Goal:
In the material below, change "tag every instance with a pin" to "mark each occurrence with a point" wherever it occurs. Reproduce the material in full with everything else left as it is.

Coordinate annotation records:
━━━━━━━━

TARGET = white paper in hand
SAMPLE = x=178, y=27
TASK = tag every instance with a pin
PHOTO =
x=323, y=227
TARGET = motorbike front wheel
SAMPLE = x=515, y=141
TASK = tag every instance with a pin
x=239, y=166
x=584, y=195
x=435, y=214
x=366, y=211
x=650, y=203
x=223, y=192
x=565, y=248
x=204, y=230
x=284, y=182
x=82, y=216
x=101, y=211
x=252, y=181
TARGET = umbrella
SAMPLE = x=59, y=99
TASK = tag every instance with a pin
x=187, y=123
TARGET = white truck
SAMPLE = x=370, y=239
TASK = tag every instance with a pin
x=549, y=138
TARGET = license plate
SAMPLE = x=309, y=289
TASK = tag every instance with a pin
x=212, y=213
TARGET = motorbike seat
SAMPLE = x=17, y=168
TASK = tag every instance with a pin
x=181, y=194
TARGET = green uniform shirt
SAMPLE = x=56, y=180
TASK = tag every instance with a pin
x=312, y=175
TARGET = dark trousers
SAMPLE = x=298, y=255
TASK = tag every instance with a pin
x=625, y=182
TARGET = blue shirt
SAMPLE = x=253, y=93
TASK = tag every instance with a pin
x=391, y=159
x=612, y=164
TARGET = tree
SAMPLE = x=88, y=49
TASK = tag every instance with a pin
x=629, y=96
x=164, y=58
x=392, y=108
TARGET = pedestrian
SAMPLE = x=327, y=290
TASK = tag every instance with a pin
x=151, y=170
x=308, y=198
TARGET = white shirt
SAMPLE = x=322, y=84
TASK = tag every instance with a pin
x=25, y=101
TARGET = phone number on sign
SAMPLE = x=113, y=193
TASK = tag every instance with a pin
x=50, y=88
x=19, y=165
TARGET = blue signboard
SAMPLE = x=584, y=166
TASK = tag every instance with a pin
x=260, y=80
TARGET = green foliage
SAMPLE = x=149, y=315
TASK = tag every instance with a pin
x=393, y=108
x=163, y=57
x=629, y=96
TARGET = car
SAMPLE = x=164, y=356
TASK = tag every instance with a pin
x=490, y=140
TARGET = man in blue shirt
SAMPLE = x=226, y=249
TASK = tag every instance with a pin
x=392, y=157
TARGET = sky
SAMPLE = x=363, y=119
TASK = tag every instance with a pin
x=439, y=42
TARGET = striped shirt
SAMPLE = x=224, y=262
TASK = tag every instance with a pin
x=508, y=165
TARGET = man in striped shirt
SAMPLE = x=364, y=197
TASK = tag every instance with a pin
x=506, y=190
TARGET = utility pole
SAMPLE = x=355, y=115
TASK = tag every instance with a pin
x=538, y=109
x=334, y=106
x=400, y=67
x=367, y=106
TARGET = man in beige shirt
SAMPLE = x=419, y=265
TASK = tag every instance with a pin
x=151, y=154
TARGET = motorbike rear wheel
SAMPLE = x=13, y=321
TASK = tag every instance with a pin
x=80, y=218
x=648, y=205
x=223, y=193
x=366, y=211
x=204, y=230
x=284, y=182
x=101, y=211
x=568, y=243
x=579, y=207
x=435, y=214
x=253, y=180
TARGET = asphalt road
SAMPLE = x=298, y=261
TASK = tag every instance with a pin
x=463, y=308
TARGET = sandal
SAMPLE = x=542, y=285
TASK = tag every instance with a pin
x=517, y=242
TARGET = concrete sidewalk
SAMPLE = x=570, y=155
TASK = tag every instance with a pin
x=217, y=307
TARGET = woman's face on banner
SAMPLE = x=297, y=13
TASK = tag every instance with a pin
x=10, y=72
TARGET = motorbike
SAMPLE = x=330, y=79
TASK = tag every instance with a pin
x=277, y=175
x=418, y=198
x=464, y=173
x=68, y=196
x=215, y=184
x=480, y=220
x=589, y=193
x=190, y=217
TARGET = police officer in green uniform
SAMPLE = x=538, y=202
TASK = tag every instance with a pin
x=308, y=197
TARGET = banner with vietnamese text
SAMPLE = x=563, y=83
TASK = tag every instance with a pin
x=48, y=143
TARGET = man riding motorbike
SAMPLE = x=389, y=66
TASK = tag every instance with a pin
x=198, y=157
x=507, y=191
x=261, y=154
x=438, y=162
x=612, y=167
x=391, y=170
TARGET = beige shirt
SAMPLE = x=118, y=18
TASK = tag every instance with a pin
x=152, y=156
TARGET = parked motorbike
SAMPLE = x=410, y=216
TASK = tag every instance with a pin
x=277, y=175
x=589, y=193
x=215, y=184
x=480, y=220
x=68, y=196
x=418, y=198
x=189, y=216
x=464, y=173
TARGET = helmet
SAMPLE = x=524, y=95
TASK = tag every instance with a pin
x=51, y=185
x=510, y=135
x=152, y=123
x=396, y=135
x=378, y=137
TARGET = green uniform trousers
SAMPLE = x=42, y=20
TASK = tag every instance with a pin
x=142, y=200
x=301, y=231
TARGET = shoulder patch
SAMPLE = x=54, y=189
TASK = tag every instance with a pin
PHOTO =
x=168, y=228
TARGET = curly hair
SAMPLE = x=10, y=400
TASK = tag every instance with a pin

━━━━━━━━

Result of the task:
TARGET = white paper in hand
SAMPLE = x=178, y=27
TASK = mark each occurrence with a point
PHOTO =
x=323, y=227
TARGET = motorbike front wheel
SAMPLE = x=515, y=141
TASK = mark each occurrence with a point
x=239, y=166
x=584, y=195
x=435, y=214
x=366, y=211
x=650, y=203
x=223, y=192
x=565, y=248
x=204, y=230
x=284, y=182
x=82, y=216
x=101, y=211
x=252, y=181
TARGET = umbrella
SAMPLE = x=59, y=99
TASK = mark each occurrence with a point
x=187, y=123
TARGET = white truck
SAMPLE = x=370, y=239
TASK = mark each occurrence with a point
x=549, y=138
TARGET = license plate
SAMPLE = x=309, y=289
TASK = mark each occurrence with a point
x=212, y=213
TARGET = motorbike seat
SAMPLE = x=17, y=168
TASK = mark each occurrence with a point
x=181, y=194
TARGET = green uniform shirt
SAMPLE = x=56, y=180
TASK = mark each occurrence with a point
x=312, y=175
TARGET = dark trousers
SAMPLE = x=298, y=255
TASK = mark each occurrence with a point
x=625, y=182
TARGET = blue shirt
SAMPLE = x=253, y=93
TASK = mark each occurrence with a point
x=391, y=159
x=612, y=164
TARGET = tree
SAMPLE = x=88, y=49
TASK = mark each occurrence with a point
x=629, y=96
x=164, y=58
x=392, y=108
TARGET = pedestrian
SAMPLE = x=327, y=290
TASK = mark each occurrence with a point
x=151, y=170
x=308, y=198
TARGET = white shirt
SAMPLE = x=322, y=84
TASK = mark each occurrence with a point
x=25, y=101
TARGET = phone number on sign
SAMPLE = x=113, y=193
TASK = mark each occurrence with a point
x=50, y=88
x=19, y=165
TARGET = blue signboard
SAMPLE = x=584, y=166
TASK = mark each occurrence with a point
x=260, y=80
TARGET = green foliage
SAMPLE = x=149, y=315
TASK = mark each occurrence with a point
x=393, y=108
x=163, y=57
x=629, y=96
TARGET = car
SAMPLE = x=164, y=356
TASK = mark each occurrence with a point
x=490, y=140
TARGET = man in blue shirt
SAMPLE = x=226, y=249
TASK = mark each occurrence with a point
x=392, y=157
TARGET = sky
SAMPLE = x=363, y=119
TASK = mark each occurrence with a point
x=439, y=42
TARGET = striped shirt
SAMPLE = x=224, y=262
TASK = mark each occurrence with a point
x=508, y=165
TARGET = man in striped shirt
SAMPLE = x=364, y=197
TASK = mark each occurrence with a point
x=506, y=190
TARGET = utility pole
SAMPLE = x=355, y=115
TASK = mark each occurrence with a point
x=538, y=109
x=334, y=106
x=400, y=67
x=367, y=106
TARGET = man in beige shirt
SAMPLE = x=419, y=265
TASK = mark each occurrence with a point
x=151, y=154
TARGET = motorbike rear wheel
SAMPLE = x=13, y=321
TASK = mark each occurrence with a point
x=80, y=218
x=648, y=205
x=223, y=193
x=366, y=211
x=204, y=230
x=284, y=182
x=101, y=211
x=568, y=243
x=579, y=207
x=435, y=214
x=253, y=180
TARGET = asphalt road
SAMPLE = x=298, y=261
TASK = mark each occurrence with a point
x=463, y=308
TARGET = sandal
SAMPLE = x=542, y=285
TASK = mark each occurrence with a point
x=517, y=242
TARGET = concrete sidewalk
SAMPLE = x=570, y=155
TASK = mark each occurrence with a point
x=217, y=307
TARGET = woman's face on banner
SAMPLE = x=297, y=13
TASK = mark each occurrence with a point
x=10, y=72
TARGET = motorbike
SAMPLE = x=330, y=79
TASK = mark each occurrence with a point
x=277, y=175
x=418, y=198
x=464, y=173
x=68, y=196
x=215, y=184
x=480, y=220
x=589, y=193
x=190, y=217
TARGET = police officer in green uniform
SAMPLE = x=538, y=202
TASK = mark each occurrence with a point
x=308, y=197
TARGET = banner with vietnamese text
SAMPLE = x=563, y=83
TASK = mark each occurrence with a point
x=48, y=143
TARGET = man riding motorbike
SAMPLE = x=389, y=66
TASK = mark each occurrence with a point
x=198, y=157
x=507, y=191
x=261, y=154
x=438, y=162
x=612, y=167
x=391, y=170
TARGET = beige shirt
SAMPLE = x=118, y=18
TASK = mark each occurrence with a point
x=152, y=156
TARGET = parked motorbike
SAMPLE = x=410, y=216
TASK = mark each occurrence with a point
x=277, y=175
x=589, y=193
x=215, y=184
x=480, y=220
x=68, y=196
x=418, y=198
x=189, y=216
x=464, y=173
TARGET = helmet
SAMPLE = x=524, y=95
TASK = mark each occurrence with a point
x=51, y=185
x=510, y=135
x=152, y=123
x=396, y=135
x=378, y=137
TARGET = green uniform trousers
SAMPLE = x=42, y=20
TASK = mark each occurrence with a point
x=142, y=200
x=301, y=231
TARGET = shoulder patch
SAMPLE = x=54, y=189
TASK = mark each occurrence with a point
PHOTO =
x=168, y=228
TARGET = curly hair
SAMPLE = x=10, y=400
TASK = mark each occurrence with a point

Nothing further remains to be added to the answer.